_Trecho citado:_
-*-*-
Sem a confirmação da identidade de Darcio, o estado civil de sua mulher continua "casada", quase quatro anos após o sumiço. Eles não tiveram filhos, o que impediu que ela providenciasse a coleta de DNA para reconhecimento. No ano passado, sem ter como provar a morte de Darcio, entrou na Justiça para se separar, fazendo uma declaração de ausência.

DUPLA OCULTAÇÃO: ENTERRO E EXUMAÇÃO

Em junho de 2021, duas amigas desapareceram em um baile na favela de Paraisópolis, zona sul de São Paulo. Júlia Garcia, 26, e Cláudia Menezes, 35, teriam sido julgadas e mortas pelo PCC por supostamente colaborarem com a polícia.

Doze dias depois do desaparecimento, e após buscas policiais em Paraisópolis, os corpos das duas amigas foram abandonados no acostamento do Rodoanel, importante eixo viário de São Paulo. Estavam sujos de terra e cal, denotando que haviam sido enterrados e, em seguida, desenterrados. A cal é usada para acelerar a decomposição.
-*-*-
[Entradas do conjunto de dados]
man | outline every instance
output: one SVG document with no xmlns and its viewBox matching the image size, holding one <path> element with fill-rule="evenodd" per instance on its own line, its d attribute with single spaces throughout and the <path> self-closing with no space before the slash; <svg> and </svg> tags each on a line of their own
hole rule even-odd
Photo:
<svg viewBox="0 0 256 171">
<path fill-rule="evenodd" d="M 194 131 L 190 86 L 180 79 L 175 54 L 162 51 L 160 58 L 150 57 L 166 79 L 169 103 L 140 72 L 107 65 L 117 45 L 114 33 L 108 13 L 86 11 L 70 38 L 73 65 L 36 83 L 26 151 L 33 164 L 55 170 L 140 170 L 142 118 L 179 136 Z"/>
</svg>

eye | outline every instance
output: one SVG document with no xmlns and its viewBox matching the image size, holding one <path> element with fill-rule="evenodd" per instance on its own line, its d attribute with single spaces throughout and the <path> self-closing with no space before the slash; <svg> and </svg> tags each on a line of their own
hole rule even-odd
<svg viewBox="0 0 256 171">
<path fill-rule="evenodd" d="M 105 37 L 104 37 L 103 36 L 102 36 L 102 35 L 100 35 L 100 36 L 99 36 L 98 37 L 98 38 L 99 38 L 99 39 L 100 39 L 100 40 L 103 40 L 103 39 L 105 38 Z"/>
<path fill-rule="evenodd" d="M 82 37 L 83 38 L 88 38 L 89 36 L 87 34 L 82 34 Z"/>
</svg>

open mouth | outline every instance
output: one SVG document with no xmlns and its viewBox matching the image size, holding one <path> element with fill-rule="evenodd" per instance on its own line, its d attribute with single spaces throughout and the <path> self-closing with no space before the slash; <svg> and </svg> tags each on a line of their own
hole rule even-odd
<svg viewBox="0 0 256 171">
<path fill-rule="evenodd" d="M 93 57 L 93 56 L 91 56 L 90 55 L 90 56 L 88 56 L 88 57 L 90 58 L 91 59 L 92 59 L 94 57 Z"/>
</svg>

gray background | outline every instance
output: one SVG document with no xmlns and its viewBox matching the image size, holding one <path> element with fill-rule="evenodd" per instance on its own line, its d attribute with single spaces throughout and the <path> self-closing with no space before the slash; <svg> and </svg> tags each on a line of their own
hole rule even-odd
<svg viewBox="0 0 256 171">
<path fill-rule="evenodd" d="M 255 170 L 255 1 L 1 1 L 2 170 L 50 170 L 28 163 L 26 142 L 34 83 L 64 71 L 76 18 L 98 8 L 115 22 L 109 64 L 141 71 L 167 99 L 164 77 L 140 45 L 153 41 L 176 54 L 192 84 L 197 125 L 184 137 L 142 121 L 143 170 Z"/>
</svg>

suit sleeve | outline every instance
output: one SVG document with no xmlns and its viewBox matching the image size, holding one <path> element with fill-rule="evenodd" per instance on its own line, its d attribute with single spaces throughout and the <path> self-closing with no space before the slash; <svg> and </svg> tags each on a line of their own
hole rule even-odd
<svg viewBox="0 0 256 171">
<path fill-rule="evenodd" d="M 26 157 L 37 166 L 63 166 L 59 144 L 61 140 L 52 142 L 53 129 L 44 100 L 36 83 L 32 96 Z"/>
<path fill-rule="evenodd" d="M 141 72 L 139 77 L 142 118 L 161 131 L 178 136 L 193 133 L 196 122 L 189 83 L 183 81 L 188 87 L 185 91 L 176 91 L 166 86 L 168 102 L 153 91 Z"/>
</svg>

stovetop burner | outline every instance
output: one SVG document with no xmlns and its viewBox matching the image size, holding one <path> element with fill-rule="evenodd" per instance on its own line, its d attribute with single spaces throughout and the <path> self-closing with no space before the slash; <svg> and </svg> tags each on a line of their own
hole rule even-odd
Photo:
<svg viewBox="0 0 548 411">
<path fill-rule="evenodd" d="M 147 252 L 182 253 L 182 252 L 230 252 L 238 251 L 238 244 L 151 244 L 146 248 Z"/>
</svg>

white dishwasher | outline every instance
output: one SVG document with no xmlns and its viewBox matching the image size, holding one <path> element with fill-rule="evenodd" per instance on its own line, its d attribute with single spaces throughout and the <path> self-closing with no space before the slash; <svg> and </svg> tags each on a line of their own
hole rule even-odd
-*-*-
_Sua tarefa:_
De acordo com o trecho sobre o desaparecimento das duas amigas em Paraisópolis, onde os corpos delas foram abandonados? Os itens não têm relação com o trecho.

_Resposta do exercício:_
No acostamento do Rodoanel, importante eixo viário de São Paulo.